**Excerpted data:**
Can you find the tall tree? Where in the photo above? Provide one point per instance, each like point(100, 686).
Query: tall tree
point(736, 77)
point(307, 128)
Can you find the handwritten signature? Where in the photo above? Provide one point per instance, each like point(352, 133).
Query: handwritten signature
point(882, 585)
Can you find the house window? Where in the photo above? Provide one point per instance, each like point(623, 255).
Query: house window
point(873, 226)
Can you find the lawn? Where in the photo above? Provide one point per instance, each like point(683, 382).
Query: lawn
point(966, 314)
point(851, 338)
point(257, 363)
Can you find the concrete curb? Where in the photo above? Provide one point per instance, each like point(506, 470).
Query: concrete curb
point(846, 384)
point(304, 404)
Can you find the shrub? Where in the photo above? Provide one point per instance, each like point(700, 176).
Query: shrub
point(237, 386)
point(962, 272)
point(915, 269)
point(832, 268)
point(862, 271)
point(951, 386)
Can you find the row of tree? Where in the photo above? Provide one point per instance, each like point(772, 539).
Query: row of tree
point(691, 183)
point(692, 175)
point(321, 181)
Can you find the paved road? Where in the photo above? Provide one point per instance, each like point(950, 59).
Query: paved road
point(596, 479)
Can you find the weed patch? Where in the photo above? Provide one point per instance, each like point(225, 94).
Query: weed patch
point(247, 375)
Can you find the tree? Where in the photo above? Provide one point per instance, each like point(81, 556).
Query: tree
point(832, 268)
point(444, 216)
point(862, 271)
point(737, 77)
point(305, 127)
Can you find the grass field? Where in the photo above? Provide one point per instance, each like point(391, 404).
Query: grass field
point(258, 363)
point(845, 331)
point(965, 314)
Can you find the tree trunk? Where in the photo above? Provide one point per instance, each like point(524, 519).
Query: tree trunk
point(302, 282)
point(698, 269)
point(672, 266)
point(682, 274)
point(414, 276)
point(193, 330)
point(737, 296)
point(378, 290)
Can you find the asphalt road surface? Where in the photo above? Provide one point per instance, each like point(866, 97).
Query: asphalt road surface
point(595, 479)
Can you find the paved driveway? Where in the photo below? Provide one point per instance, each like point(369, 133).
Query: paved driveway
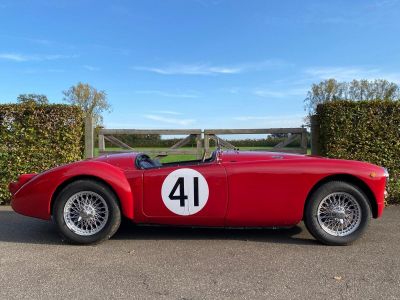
point(186, 263)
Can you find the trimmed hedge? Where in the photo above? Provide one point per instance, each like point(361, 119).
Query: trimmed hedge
point(363, 130)
point(34, 138)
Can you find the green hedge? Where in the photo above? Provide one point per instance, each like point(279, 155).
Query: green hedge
point(363, 130)
point(34, 138)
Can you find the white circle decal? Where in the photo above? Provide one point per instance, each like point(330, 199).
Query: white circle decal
point(185, 191)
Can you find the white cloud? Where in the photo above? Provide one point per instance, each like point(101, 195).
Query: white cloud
point(269, 93)
point(169, 94)
point(208, 69)
point(190, 69)
point(17, 57)
point(91, 68)
point(163, 119)
point(272, 121)
point(167, 112)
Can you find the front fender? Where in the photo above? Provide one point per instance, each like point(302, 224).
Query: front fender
point(35, 197)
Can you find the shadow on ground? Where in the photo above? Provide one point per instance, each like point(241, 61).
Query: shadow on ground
point(19, 229)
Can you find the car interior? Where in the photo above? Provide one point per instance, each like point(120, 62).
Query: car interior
point(144, 162)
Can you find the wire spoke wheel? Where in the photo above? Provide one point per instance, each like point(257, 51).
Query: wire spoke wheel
point(86, 213)
point(339, 214)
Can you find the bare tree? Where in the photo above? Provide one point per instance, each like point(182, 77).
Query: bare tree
point(356, 90)
point(92, 101)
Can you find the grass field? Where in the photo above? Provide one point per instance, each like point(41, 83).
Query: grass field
point(182, 157)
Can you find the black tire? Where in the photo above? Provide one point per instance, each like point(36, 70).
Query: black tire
point(316, 228)
point(108, 227)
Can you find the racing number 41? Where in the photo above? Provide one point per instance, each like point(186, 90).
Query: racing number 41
point(180, 183)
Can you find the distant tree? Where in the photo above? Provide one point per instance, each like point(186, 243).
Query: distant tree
point(32, 98)
point(92, 101)
point(356, 90)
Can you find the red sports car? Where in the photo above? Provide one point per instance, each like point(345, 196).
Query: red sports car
point(87, 199)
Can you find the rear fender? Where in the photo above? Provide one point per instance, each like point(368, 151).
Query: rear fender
point(35, 197)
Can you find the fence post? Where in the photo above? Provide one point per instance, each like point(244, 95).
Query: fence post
point(102, 145)
point(206, 143)
point(304, 143)
point(315, 144)
point(198, 146)
point(89, 132)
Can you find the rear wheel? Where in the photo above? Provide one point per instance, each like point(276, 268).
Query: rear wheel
point(337, 213)
point(86, 212)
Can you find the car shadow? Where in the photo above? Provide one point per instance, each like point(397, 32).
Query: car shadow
point(130, 231)
point(15, 228)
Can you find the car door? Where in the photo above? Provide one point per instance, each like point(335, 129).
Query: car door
point(186, 195)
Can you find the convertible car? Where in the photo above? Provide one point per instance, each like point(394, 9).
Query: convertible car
point(87, 199)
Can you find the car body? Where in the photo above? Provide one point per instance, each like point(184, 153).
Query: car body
point(232, 188)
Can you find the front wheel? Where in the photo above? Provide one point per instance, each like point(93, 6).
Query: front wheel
point(86, 212)
point(337, 213)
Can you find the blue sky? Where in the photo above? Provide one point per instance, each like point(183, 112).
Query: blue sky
point(195, 63)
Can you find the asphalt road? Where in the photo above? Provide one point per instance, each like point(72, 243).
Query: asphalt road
point(187, 263)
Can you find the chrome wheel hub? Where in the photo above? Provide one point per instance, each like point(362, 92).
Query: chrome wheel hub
point(86, 213)
point(339, 214)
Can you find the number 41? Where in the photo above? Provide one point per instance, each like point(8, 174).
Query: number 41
point(180, 183)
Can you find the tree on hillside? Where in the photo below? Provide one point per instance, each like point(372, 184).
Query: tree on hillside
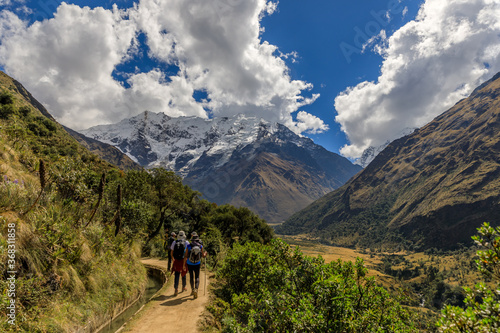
point(483, 304)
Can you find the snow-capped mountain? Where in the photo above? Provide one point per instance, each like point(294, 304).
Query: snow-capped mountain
point(241, 160)
point(371, 152)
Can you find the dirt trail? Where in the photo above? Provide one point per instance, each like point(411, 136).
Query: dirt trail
point(167, 313)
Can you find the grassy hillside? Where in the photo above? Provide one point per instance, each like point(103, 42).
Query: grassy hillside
point(68, 271)
point(432, 188)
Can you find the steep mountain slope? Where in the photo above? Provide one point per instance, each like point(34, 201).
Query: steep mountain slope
point(371, 152)
point(432, 188)
point(107, 152)
point(238, 160)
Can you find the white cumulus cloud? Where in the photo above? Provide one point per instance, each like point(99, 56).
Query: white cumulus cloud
point(68, 62)
point(429, 64)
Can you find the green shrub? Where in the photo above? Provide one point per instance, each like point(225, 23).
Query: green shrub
point(7, 110)
point(272, 288)
point(482, 313)
point(6, 98)
point(25, 110)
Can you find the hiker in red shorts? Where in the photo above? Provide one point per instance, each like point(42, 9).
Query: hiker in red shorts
point(178, 252)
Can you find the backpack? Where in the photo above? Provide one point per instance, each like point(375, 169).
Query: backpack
point(195, 253)
point(179, 249)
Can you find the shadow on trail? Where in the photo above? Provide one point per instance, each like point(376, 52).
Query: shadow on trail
point(172, 301)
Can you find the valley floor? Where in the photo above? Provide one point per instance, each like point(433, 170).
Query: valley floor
point(166, 313)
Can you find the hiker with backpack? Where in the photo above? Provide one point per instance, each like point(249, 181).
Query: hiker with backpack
point(178, 252)
point(168, 246)
point(194, 253)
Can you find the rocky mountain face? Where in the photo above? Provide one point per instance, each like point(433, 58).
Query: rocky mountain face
point(371, 152)
point(244, 161)
point(432, 188)
point(107, 152)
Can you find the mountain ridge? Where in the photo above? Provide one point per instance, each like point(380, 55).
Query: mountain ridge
point(432, 188)
point(233, 159)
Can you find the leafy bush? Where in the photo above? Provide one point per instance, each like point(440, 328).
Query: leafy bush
point(6, 111)
point(273, 288)
point(483, 303)
point(6, 98)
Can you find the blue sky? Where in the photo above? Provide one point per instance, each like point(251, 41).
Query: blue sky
point(168, 56)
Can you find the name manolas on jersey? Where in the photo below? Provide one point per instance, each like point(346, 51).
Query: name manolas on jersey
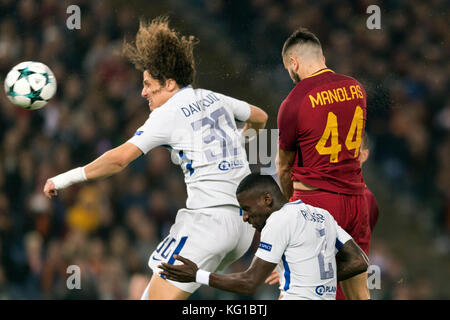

**What needs to be done:**
Please write out the records again, starting with the line that contains "Can you find the green hedge?" and going on through the line that contains "point(108, 227)". Swap "wire spoke wheel" for "spoked wheel" throughout and leave everything else unchanged.

**Response:**
Can you find the green hedge? Where in the photo above? Provide one point per instance, each like point(279, 155).
Query: green hedge
point(363, 130)
point(34, 138)
Can you find the white circle decal? Where in the photo above? Provide one point per instance, each like point(330, 199).
Query: white circle decal
point(185, 191)
Can you find the white cloud? Where in the photo above? Provide one point per instance, each like point(101, 195).
Query: white cloud
point(269, 93)
point(169, 94)
point(208, 69)
point(190, 69)
point(17, 57)
point(91, 68)
point(163, 119)
point(272, 121)
point(167, 112)
Can you find the front fender? Where in the photo above? Provide one point per instance, each like point(302, 224).
Query: front fender
point(35, 197)
Can you find the shadow on ground? Where in the photo above? Provide one point per instance, each like point(241, 61).
Query: shadow on ground
point(19, 229)
Can you find the car interior? Where in the photo above? Provide one point per instance, each like point(120, 62).
Query: car interior
point(144, 162)
Can you find the spoked wheel? Where in the photo above? Provide one point per instance, each like point(257, 51).
Query: spoked wheel
point(86, 213)
point(339, 214)
Can you find the bare tree? Where in the photo above? Provide one point per instance, each like point(182, 77).
Query: bare tree
point(356, 90)
point(92, 101)
Can you find the grass field? Where in the photo above? Provide one point per instance, each like point(41, 83).
Query: grass field
point(182, 157)
Can you find the black tire? Where in the photo above? Provide one point per instance, each like point(36, 70).
Query: black tire
point(316, 228)
point(108, 227)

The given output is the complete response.